[Start of section]

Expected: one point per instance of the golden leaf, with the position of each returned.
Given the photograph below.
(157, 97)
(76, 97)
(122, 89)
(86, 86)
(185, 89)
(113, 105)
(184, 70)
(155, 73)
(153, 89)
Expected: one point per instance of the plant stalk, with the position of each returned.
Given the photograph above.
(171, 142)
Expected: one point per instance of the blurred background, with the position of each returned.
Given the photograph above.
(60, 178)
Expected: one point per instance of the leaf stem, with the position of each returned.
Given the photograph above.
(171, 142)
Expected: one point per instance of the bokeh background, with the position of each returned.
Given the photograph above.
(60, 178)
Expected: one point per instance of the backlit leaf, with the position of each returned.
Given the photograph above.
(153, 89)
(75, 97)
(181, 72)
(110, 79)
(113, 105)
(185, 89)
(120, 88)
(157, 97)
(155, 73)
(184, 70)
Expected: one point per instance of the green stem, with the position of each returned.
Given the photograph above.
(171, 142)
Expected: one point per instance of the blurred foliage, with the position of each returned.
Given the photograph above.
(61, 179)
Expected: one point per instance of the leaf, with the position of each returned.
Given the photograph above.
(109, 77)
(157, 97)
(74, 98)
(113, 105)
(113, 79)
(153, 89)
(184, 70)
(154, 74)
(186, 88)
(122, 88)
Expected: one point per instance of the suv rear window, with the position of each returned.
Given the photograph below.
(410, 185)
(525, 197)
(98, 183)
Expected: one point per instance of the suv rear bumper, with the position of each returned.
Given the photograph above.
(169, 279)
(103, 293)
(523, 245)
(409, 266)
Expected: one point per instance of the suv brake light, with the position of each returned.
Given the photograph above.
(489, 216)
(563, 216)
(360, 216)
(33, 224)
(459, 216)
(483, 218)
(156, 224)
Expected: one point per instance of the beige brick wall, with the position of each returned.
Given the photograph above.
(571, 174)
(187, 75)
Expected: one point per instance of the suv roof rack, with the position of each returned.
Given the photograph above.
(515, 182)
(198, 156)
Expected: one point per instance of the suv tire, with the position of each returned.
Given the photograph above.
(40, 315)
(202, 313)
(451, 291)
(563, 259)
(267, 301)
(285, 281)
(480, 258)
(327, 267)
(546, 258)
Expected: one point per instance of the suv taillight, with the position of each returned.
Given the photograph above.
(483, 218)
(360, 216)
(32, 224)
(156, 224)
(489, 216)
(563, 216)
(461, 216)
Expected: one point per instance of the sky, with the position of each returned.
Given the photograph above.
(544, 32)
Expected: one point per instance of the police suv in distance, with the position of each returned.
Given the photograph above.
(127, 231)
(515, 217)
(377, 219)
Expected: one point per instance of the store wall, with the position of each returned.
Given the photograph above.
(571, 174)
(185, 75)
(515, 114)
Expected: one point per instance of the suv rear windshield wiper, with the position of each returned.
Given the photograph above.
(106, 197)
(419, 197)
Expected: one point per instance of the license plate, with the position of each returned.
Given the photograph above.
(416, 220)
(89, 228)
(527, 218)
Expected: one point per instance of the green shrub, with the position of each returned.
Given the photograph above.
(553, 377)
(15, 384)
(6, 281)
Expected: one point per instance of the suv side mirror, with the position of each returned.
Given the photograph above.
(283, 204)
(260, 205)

[End of section]

# WHAT NEEDS TO BE DONE:
Give only the number of lines in the entries above that hold the string "background".

# OUTPUT FOR THIS TASK:
2